あせもの歴史


時は江戸時代。
あせもの薬について、当時の文献を紐解いてみましょう。

例えば、寺子屋で使われていた教科書「往来物」の中で、あせもに関する記述を探してみます。
女性の心得を記した往来物、「女用訓蒙図彙(ジョヨウキンモウズイ)」に、「あせものくすり」の文字がありました!!
「はまぐりがいをやきてうどんの粉とまぜて布につつみ、ふるいかけてよし」
つまり、はまぐりの殻を焼いたものをよく砕いて粉にして、うどん粉とまぜあわせて布につつみ、あせもにあてると良いということ。

またこちら、江戸時代の代表的な育児書である「小児必用養育草(ショウニヒツヨウソダテグサ)」。
ここには、「牡蠣の粉、あるいは葛の粉、または天花粉をすり、塗りたるがよし。かくのごとくすれば、夏はあせもを生ぜず」とあります。

さらに、「こどものあごの下、股の付け根、わきの下に塗るのがよい」などとかなり詳しく具体的に記されていました。

さらにもう1つ、あせも対策として庶民の間で親しまれていたのが・・・桃の葉を煎じていれた、「桃湯」なんです。

• _指示内容_
あせもの歴史についての文章を、最後の文の後から書き継いでください。 この後の項目は参照しなくてかまいません。

参照表現データ
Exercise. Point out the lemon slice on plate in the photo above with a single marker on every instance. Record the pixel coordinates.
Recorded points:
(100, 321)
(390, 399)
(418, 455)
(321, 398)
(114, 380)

• _回答結果_
桃の葉に多く含まれている「タンニン」には消炎作用があり、夏の日焼けやあせもに効果を発揮したんですね。

江戸時代には、夏まっさかりの土用の日に「桃湯に入る」という習慣があったそうです。

明治時代の俳人、高浜虚子はあせもを作っているこどもを見てこんな句を詠んでいます。「なく声の 大いなるかな あせもの児」

「あせも」高温多湿の日本の夏にはつきもののあせもは、いわば日本の風物詩。
その治療法については、さまざまな方法が考えられてきたようです。

あせもの種類


なぜ、汗は出ないで皮膚の下に溜まってしまうのでしょう?
山王病院 皮膚科・佐藤佐由里先生

佐藤先生:「皮脂やホコリで汗の穴(汗腺)が詰まって、汗が外に排出されないと皮膚の下に汗が溜まってしまうのです。」

私達の皮膚には、200万個から300万個もの汗の出口、汗腺があります。

この汗腺に、身体から出た脂や埃などのゴミが溜まると汗腺がつまり、溜まった汗が皮膚の表面に盛り上がりを作ります。これが あせも。

あせもには、二つの種類、白いあせもと赤いあせもがあります。

皮膚の角質層の表面に、汗がたまっているだけなのが「白いあせも」。
「赤いあせも」は、汗が角質層の下のほうにたまるために炎症をおこして、赤くなっているのです。

角質層の下で炎症が起きてしまうのはなぜかというと・・・
角質層の下のほうに溜まった汗は、その下の生きた細胞を圧迫してダメージを与えます。
するとそこに炎症細胞がやってきます。
炎症細胞は、炎症を引き起こし、同時にかゆみを起こす物質を放出!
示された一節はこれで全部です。